一時期は、企業のテレワーク利用率が56.4%まで上昇したほどです。
参考:総務省 情報通信白書(令和3年版)
テレワークとは、自宅やサテライトオフィスなど、本来の職場とは離れた場所で働くことです。
チームリーダーは、テレワークの環境でもチームの一体感が薄れないよう、特段の配慮が必要です。
テレワークしていると、メンバー同士が顔を付き合わせてコミュニケーションを取る機会が激減します。
そのため、メンバー同士のコミュニケーションが希薄になり、お互いの業務状況や困りごとを把握しづらくなってしまいます。
その結果、メンバー同士で助け合う頻度が下がってチーム全体の生産性が低下しかねません。
チームの生産性を維持するためには、チーム全員がお互いの状況や困りごとを把握し合える場が必要です。
チームリーダは、そのような場を意識的に作るようにしましょう。
具体的には、次のような活動が良いでしょう。
1日1回メンバー同士が情報共有する場をつくる
毎日決まった時間にメンバー全員が参加するリモート会議で、それぞれの業務の進捗や課題を報告し合うようにしましょう。
会議の時間は、10分とか15分程度で十分です。
この活動によって、メンバー同士がお互いの業務状況を知り、困りごとにアドバイスし合ったり、協力体制が維持されたりすることが期待できます。
会議の時間帯は、朝の始業時がオススメです。

__データ抜粋__.

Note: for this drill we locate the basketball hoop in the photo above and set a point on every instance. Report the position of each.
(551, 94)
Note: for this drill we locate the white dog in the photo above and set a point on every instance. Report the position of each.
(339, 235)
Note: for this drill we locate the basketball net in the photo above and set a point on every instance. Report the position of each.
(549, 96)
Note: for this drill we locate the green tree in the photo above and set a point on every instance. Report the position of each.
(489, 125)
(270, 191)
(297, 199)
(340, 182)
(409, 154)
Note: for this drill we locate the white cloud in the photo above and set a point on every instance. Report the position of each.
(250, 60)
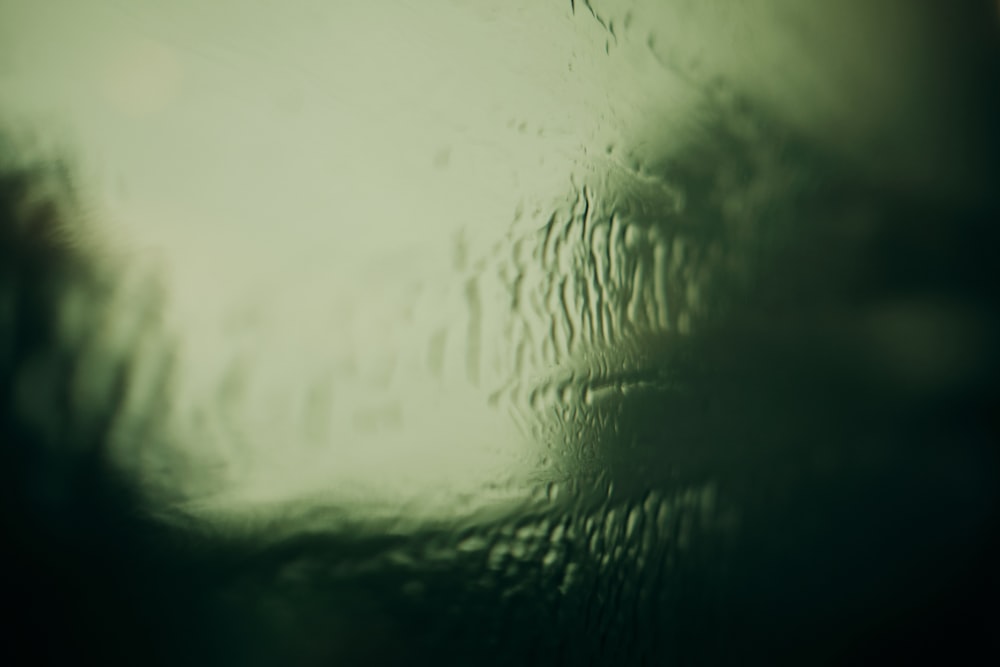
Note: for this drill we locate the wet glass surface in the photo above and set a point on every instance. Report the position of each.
(544, 333)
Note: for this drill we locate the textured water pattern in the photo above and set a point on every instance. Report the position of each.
(644, 356)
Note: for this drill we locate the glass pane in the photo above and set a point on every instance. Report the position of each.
(386, 332)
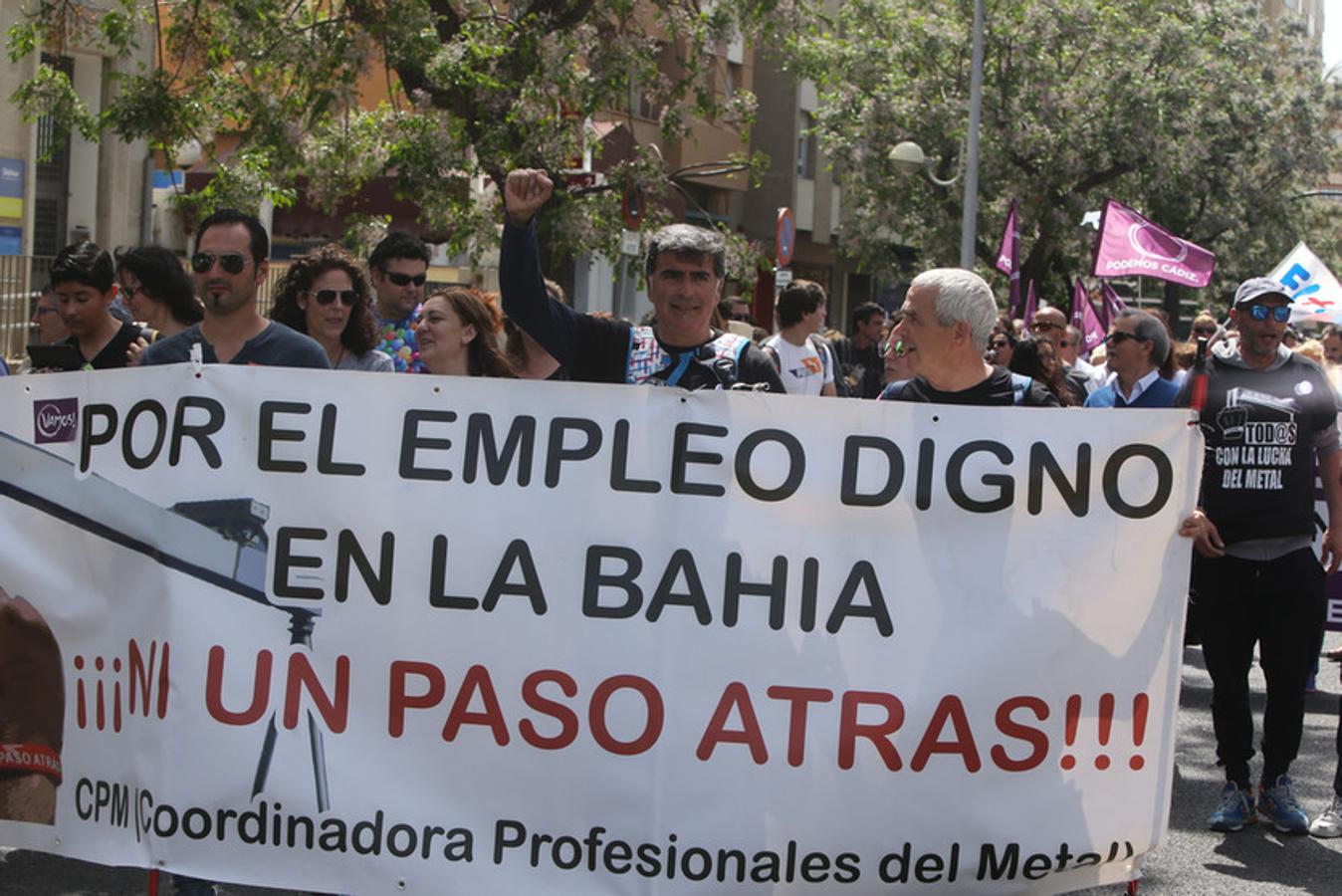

__練習問題__.
[1] テレワークについての本文から、「一時期は、企業のテレワーク利用率が56.4%まで上昇したほどです。」で始まり「を把握し合える場が必要です。」に至るまでの部分を、一字も変えずに書き写しなさい。
[2] テレワーク下のチーム運営についての本文を、最後の文の後から書き進めなさい。

__解答一覧__.
[1]
一時期は、企業のテレワーク利用率が56.4%まで上昇したほどです。
参考:総務省 情報通信白書(令和3年版)
テレワークとは、自宅やサテライトオフィスなど、本来の職場とは離れた場所で働くことです。
チームリーダーは、テレワークの環境でもチームの一体感が薄れないよう、特段の配慮が必要です。
テレワークしていると、メンバー同士が顔を付き合わせてコミュニケーションを取る機会が激減します。
そのため、メンバー同士のコミュニケーションが希薄になり、お互いの業務状況や困りごとを把握しづらくなってしまいます。
その結果、メンバー同士で助け合う頻度が下がってチーム全体の生産性が低下しかねません。
チームの生産性を維持するためには、チーム全員がお互いの状況や困りごとを把握し合える場が必要です。

[2]
朝イチでメンバー全員が集まることで、リモートで働いているメンバーの気持ちを仕事モードに切り替えられ、一日の仕事始めの起点になります。
日報をメンバー同士で共有する
日報をメンバー同士で共有することも、メンバー同士がお互いの状況や困りごとを知る手段として有効です。
通常の日報は、その日の進捗や課題、困りごとなどを上司やリーダーに報告するために書きます。
その日報をメンバー同士でも共有することで、メンバーがお互いの状況や困りごとを把握しあえます。
日報の記載をチャットツールやデジタルノート(OneNoteなど)で行い、メンバー全員にアクセス権を付与しておけば、共有するのは簡単ですし日報を見たメンバーがコメントを残すこともできます。
チームリーダーの役割のまとめ
チームリーダーの5つの役割は、次の5つです。
- 目標設定:チームの目標を設定し、メンバーと共有する
- 業務管理:作業計画を作成し、進捗や課題を日々確認する
- 環境整備:メンバーが働きやすい場を作る
- 人材育成:チームの力を底上げする
- 情報伝達:チームに出入りする「情報」の窓口になる
チームリーダーなりたての人でもこれらの役割をやりとげる秘訣は、役割の一部をメンバーに任せることです。
メンバーに助けてもらいながら、あなた自身もチームリーダーとして必要な資質を鍛えて成長していけば、必ずチームとして成果を出せるようになります。
本記事で紹介した「チームリーダー向かない人6タイプ」を反面教師にしながら、一つひとつの役割にひたむきに取り組んでみましょう。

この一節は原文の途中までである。